*Required action*.
Below are entries; copy exactly the lines from the one with "instance like [187,169]." through the one with "instance like [152,336].", both included, and leave out the rest.
◆ ◆ ◆ ◆ ◆
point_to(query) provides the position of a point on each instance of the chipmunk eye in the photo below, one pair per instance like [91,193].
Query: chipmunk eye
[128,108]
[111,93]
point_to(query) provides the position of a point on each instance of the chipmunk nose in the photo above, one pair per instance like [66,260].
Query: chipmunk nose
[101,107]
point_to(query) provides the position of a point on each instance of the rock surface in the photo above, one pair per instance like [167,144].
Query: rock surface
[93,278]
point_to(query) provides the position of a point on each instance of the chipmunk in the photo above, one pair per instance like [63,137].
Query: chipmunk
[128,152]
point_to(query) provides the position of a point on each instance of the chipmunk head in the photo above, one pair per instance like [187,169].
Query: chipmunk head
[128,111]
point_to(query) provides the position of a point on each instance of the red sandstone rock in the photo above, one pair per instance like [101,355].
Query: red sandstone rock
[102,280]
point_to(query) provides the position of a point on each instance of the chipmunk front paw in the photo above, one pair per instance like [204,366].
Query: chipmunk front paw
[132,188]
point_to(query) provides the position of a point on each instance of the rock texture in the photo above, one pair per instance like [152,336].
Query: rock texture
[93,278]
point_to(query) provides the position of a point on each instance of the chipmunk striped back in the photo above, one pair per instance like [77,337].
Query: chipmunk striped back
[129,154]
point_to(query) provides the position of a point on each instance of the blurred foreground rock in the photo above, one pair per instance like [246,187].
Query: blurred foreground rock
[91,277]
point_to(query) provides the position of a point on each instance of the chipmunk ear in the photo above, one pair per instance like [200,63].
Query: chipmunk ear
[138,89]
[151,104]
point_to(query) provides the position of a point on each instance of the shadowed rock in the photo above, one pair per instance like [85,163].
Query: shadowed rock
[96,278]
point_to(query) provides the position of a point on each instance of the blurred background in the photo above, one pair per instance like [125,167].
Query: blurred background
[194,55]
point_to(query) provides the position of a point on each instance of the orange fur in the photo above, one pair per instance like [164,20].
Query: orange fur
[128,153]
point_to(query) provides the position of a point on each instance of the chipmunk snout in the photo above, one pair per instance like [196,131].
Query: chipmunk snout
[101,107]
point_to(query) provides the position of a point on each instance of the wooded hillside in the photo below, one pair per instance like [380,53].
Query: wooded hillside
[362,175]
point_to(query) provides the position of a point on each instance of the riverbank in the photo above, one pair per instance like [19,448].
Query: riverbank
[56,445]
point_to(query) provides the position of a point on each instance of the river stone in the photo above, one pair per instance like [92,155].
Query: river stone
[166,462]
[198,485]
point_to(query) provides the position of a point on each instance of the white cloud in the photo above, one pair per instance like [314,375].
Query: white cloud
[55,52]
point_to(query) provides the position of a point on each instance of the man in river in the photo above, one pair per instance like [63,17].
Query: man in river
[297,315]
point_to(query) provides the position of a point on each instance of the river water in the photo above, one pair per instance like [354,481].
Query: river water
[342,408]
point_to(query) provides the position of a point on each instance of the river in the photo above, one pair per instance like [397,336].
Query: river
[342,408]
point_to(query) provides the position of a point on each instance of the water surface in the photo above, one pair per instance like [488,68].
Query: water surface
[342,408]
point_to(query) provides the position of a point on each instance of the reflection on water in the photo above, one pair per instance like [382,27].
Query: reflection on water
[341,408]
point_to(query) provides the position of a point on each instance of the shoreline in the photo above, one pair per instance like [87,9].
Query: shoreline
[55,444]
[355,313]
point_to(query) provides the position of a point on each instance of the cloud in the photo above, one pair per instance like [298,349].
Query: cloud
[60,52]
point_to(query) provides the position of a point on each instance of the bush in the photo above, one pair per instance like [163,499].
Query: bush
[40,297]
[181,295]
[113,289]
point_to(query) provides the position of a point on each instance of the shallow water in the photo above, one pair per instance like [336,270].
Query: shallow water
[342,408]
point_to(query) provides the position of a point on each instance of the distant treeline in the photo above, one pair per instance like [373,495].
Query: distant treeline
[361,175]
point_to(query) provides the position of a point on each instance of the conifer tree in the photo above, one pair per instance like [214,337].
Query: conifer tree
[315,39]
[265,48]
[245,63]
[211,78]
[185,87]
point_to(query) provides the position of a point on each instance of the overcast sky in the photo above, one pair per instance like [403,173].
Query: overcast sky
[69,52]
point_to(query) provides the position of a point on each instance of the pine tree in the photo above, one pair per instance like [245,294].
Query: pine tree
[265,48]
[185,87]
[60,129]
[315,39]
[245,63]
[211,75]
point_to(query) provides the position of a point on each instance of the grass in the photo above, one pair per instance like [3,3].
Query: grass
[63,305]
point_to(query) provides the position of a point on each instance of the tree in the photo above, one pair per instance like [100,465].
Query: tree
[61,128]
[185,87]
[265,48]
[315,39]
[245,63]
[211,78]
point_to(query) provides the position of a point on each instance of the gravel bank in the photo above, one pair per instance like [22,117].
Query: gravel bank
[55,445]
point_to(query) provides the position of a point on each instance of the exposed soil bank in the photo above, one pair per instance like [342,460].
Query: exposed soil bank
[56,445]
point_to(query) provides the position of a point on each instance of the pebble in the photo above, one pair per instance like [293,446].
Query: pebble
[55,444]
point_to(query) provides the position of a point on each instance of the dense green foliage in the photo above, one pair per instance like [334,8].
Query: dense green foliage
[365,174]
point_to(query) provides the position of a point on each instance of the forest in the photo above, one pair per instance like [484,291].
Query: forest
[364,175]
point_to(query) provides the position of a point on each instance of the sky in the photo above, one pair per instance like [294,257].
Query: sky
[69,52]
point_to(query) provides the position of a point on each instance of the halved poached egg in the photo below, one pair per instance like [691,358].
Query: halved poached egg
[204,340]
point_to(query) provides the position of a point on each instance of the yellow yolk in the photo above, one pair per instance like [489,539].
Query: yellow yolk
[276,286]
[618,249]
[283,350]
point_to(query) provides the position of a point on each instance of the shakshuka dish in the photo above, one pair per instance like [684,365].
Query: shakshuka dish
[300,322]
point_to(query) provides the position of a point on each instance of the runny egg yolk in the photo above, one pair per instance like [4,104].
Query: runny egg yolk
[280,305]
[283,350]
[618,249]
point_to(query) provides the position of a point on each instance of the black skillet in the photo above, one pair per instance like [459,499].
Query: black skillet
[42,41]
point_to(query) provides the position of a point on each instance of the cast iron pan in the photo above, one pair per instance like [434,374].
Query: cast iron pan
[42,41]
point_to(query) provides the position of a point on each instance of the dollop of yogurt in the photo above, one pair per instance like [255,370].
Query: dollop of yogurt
◆ ◆ ◆ ◆ ◆
*Reply*.
point_to(query) provides the position of a point on each instance of the chipmunk head in the photo above, one pair per instance like [187,169].
Query: chipmunk head
[128,111]
point_to(query) provides the position of a point on each instance of the red sandstone rock in the photo above, one pair per instance like [101,355].
Query: red sandstone rock
[102,280]
point_to(query) provides the position of a point on each instance of the chipmunk front paw in the photo above, one pair per instance like [204,366].
Query: chipmunk front paw
[132,188]
point_to(query) provides the position of a point on each instance of the rock texture in the photo above, one pair per instance like [152,336].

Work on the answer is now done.